= GIVEN EXERCISE =
In the post on moving Hadoop to JDK7, reproduce word for word the part between "Hadoop 2.x should stick" and "development and runtime.", inclusive.

= TEXT PASSAGE =
_ _ _ _ _
Re: Plans of moving towards JDK7 in trunk

2014-04-10 Thread Alejandro Abdelnur
A bit of a different angle.

As the bottom of the stack Hadoop has to be conservative in adopting
things, but it should not preclude consumers of Hadoop (downstream projects
and Hadoop application developers) to have additional requirements such as
a higher JDK API than JDK6.

Hadoop 2.x should stick to using JDK6  API
Hadoop 2.x should be tested with multiple runtimes: JDK6, JDK7 and
eventually JDK8
Downstream projects and Hadoop application developers are free to require
any JDK6+ version for development and runtime.

Hadoop 3.x should allow using JDK7 API, bumping the minimum runtime
requirement to JDK7 and be tested with JDK7 and JDK8 runtimes.

Thanks.
_ _ _ _ _
= DATA EXTRACT =
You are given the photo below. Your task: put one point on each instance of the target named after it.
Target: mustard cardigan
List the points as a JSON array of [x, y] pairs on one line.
_ _ _ _ _
= TASK ANSWER =
Hadoop 2.x should stick to using JDK6  API
Hadoop 2.x should be tested with multiple runtimes: JDK6, JDK7 and
eventually JDK8
Downstream projects and Hadoop application developers are free to require
any JDK6+ version for development and runtime.